## What you are asked to do
Reproduce the records from the start through the line containing "(731, 1092)", keeping every line, the requests included. Shift every coordinate value in the answers by -132.

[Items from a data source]
------------------------
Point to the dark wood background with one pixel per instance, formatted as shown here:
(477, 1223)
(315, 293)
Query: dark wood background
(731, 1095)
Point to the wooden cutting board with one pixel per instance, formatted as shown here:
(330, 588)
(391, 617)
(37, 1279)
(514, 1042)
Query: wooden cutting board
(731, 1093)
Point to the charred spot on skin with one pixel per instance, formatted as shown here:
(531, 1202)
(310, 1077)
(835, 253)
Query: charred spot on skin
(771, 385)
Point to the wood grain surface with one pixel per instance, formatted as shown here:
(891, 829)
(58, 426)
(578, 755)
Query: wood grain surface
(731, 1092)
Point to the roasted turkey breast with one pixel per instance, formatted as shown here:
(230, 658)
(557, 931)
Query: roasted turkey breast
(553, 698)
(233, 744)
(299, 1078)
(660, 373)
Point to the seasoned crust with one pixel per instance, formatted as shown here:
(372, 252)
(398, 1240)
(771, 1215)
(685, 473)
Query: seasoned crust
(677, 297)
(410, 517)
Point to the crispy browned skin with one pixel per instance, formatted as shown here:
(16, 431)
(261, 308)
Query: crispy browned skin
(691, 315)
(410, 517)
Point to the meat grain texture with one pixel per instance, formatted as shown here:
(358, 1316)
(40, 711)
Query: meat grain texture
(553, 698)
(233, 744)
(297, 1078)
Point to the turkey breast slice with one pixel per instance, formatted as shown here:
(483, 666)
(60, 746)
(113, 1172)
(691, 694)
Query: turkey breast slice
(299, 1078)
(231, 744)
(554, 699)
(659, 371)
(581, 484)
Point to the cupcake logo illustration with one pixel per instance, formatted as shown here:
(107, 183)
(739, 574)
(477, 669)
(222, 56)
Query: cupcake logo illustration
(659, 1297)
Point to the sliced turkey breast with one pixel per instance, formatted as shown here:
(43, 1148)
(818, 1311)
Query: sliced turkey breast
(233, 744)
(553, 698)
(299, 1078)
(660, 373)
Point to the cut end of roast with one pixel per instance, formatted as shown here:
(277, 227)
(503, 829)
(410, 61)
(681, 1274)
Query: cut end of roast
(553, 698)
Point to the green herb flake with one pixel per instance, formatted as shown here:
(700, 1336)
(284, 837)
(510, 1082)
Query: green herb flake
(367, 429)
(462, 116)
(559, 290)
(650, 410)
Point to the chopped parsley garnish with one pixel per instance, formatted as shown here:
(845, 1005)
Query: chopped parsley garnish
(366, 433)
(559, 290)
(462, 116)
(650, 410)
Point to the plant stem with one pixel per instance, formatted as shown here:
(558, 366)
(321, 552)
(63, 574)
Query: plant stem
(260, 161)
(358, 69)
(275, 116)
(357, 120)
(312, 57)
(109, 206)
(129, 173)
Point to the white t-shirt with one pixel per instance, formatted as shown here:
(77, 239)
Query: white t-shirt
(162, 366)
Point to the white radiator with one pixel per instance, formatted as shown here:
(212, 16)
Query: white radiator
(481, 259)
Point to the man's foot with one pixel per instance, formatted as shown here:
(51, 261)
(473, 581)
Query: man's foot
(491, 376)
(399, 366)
------------------------
## Correct result
Point to the dark wood background with one pixel per instance, formatted as shown here:
(477, 1223)
(315, 293)
Query: dark wood background
(599, 963)
Point to the wooden cutting board with one pixel per instance, formatted as shown here:
(330, 588)
(391, 617)
(37, 1279)
(514, 1042)
Query: wooden cutting board
(599, 961)
Point to the charred spot on skin with one pixel per instance, formatted as shown here:
(531, 1202)
(310, 1077)
(835, 253)
Query: charred spot on skin
(639, 253)
Point to the wood grain surface with one pixel per instance, formatted as shown here:
(891, 829)
(58, 426)
(578, 755)
Query: wood grain surface
(599, 960)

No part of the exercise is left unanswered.